* **Dataset content**
[Start of section]

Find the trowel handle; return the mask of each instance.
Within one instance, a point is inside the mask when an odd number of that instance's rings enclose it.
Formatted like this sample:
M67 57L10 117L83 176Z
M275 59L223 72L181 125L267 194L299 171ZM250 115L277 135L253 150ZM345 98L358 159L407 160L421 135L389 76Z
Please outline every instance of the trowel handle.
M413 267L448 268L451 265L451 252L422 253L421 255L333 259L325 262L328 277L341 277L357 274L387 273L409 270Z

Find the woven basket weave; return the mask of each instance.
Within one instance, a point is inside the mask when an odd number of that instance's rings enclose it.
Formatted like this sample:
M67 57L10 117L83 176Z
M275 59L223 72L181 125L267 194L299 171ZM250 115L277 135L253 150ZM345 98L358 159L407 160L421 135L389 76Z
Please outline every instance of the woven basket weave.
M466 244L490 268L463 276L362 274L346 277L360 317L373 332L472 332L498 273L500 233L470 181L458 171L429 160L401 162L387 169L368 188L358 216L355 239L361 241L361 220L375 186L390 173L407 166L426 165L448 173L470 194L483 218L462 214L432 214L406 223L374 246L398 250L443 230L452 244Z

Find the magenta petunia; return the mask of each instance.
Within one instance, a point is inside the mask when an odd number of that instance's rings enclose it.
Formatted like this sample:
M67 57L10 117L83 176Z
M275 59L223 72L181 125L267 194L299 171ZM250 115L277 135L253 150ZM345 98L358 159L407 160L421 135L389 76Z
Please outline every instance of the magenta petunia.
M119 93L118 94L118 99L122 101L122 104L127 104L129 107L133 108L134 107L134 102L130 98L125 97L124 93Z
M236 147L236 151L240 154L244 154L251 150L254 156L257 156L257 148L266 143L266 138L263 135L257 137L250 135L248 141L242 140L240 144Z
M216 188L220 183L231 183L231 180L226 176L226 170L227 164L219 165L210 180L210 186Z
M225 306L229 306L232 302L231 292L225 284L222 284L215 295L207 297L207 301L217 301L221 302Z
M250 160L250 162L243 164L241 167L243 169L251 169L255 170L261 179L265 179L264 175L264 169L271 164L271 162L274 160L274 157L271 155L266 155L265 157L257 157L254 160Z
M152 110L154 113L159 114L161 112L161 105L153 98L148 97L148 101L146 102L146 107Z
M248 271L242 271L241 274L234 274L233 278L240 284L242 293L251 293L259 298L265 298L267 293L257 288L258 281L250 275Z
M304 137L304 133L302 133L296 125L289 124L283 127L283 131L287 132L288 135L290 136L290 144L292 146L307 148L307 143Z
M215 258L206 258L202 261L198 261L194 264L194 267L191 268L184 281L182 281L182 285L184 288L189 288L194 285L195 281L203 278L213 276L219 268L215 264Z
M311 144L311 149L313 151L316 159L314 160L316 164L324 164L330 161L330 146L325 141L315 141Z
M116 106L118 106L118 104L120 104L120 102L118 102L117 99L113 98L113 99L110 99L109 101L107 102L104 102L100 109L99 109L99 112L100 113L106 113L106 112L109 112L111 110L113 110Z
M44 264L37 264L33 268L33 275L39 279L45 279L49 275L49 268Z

[End of section]

Among the records above, which lines hold the word "return"? Copy each one.

Find the trowel handle; return the mask of each instance.
Find the woven basket weave; return the mask of each instance.
Find the magenta petunia; return the mask of each instance.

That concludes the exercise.